_Instructions for the task_: Starting with the line that contains "of the asphalt" and ending with the final line of the items below, write out those lines as a numbered list, leaving out any blank lines.

_Provided data_:
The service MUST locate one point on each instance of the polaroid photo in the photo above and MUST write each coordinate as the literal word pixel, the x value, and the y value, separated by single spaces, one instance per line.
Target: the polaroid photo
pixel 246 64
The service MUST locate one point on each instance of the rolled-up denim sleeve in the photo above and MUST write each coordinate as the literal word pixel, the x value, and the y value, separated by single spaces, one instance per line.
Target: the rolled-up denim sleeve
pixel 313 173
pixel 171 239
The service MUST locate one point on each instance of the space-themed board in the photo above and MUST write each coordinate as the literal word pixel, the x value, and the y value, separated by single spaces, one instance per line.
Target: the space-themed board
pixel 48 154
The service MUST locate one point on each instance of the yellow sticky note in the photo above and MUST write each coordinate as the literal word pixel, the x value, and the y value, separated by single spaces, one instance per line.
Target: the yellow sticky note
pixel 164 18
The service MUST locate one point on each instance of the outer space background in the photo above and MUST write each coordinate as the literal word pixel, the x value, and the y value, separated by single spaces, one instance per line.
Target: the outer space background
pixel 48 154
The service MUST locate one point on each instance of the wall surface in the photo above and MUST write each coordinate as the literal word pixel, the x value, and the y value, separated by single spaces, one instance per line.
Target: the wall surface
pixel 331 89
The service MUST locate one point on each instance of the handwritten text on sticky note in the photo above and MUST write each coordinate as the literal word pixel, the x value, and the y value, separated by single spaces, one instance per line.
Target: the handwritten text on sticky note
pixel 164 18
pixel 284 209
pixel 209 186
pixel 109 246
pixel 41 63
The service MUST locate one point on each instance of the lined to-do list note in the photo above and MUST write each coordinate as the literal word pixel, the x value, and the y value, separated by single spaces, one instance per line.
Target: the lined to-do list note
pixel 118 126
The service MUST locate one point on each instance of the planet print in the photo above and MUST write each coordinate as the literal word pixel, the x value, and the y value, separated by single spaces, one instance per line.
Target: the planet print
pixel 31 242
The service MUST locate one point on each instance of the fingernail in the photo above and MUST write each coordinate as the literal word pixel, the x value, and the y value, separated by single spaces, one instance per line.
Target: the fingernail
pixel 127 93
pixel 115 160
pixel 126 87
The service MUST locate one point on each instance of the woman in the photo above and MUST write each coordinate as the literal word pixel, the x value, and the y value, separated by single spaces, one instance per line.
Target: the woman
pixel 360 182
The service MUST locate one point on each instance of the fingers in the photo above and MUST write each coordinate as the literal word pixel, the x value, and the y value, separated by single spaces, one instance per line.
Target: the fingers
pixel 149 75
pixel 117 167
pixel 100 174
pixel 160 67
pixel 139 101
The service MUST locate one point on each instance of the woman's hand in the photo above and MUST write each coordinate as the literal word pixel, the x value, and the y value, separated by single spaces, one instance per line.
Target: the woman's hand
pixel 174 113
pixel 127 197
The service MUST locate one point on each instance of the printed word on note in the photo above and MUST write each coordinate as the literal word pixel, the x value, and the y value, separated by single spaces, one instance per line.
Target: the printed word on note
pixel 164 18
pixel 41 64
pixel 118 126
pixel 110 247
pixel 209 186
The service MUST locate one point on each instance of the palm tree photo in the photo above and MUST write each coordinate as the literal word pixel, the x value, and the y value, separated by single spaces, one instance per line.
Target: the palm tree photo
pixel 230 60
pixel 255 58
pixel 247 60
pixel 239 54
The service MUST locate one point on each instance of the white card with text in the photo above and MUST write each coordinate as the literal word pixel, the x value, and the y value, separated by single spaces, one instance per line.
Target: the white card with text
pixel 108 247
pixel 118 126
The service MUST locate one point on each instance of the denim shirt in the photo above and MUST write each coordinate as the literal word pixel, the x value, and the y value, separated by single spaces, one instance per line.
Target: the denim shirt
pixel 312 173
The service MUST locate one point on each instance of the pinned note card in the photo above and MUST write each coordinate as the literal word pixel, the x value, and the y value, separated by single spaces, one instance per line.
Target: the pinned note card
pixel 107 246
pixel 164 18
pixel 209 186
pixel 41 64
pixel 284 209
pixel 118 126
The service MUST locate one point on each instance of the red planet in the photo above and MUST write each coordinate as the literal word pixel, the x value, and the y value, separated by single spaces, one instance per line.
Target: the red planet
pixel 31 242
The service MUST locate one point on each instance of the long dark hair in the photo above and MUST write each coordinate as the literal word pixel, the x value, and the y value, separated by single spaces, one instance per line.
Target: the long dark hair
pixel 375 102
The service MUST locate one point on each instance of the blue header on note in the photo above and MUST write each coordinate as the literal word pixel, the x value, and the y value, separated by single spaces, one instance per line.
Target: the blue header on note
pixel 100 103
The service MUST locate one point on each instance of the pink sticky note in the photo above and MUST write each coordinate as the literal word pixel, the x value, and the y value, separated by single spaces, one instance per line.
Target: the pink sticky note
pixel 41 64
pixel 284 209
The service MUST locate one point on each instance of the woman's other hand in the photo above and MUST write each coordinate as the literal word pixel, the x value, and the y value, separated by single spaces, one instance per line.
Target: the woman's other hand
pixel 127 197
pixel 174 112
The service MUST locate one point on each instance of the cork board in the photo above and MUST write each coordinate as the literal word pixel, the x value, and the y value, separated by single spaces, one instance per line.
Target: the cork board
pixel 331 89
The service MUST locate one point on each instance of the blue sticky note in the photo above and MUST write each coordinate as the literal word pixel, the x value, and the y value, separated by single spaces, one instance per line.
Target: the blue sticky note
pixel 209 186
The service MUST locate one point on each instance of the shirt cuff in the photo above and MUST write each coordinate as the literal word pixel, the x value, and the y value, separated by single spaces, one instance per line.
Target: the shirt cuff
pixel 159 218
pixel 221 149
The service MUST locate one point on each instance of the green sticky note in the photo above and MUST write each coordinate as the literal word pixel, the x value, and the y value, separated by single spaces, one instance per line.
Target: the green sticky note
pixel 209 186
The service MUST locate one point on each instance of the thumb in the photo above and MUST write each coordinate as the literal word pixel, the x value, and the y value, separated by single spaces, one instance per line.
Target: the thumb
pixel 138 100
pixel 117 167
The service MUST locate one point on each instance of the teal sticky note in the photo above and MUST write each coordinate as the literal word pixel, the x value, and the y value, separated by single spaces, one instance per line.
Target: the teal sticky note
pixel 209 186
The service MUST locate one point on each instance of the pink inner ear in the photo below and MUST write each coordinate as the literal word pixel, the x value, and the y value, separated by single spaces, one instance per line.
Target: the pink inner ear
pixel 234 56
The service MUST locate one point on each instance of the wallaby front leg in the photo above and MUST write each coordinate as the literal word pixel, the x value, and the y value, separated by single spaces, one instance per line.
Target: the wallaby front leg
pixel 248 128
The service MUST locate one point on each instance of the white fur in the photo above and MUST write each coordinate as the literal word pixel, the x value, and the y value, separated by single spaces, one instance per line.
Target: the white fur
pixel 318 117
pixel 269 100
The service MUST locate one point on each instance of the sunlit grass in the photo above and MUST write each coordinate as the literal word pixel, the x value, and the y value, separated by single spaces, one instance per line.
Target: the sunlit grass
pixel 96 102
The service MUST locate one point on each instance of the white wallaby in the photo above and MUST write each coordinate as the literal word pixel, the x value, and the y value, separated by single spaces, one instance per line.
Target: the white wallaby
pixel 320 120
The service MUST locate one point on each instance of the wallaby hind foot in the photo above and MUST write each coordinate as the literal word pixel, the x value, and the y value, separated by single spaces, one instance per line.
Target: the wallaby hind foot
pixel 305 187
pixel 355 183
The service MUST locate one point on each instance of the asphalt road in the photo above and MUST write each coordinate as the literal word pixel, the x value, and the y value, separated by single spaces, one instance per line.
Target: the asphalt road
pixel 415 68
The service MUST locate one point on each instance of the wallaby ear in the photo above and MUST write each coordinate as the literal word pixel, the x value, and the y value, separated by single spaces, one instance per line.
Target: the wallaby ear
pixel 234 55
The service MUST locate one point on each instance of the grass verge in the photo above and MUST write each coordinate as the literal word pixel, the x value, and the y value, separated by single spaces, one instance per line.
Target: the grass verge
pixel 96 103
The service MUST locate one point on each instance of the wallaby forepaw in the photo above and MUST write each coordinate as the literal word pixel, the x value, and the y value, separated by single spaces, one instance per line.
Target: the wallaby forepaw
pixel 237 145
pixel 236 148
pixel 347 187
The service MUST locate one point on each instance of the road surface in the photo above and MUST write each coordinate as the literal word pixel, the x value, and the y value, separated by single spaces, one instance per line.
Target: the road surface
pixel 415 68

_Exercise result_:
1. The service MUST locate one point on each instance of the asphalt road in the photo above and MUST write each coordinate as the literal word pixel, the x value, and the y value, separated by single spaces, one instance per line.
2. Target: the asphalt road
3. pixel 415 68
4. The service MUST locate one point on each instance of the wallaby ear in the photo above and MUST write each coordinate as the literal word pixel, the x value, and the y value, separated by single spaces, one instance per line.
5. Target: the wallaby ear
6. pixel 234 55
7. The service MUST locate one point on each instance of the grass verge in the photo above and MUST write each coordinate as the literal word pixel, the x value, and the y value, separated by single spaces, one instance per line.
8. Target: the grass verge
9. pixel 96 103
10. The service MUST locate one point on each instance of the wallaby forepaw in the photo above and MUST write each coordinate as the literal word pixel, the x value, and the y value, separated by single spaces, one instance per line.
11. Target: the wallaby forepaw
12. pixel 237 145
13. pixel 236 148
14. pixel 347 187
15. The service MUST locate one point on each instance of the road surface in the photo above and MUST write each coordinate as the literal word pixel, the x value, and the y value, separated by single spaces, one instance per line.
16. Target: the road surface
17. pixel 415 68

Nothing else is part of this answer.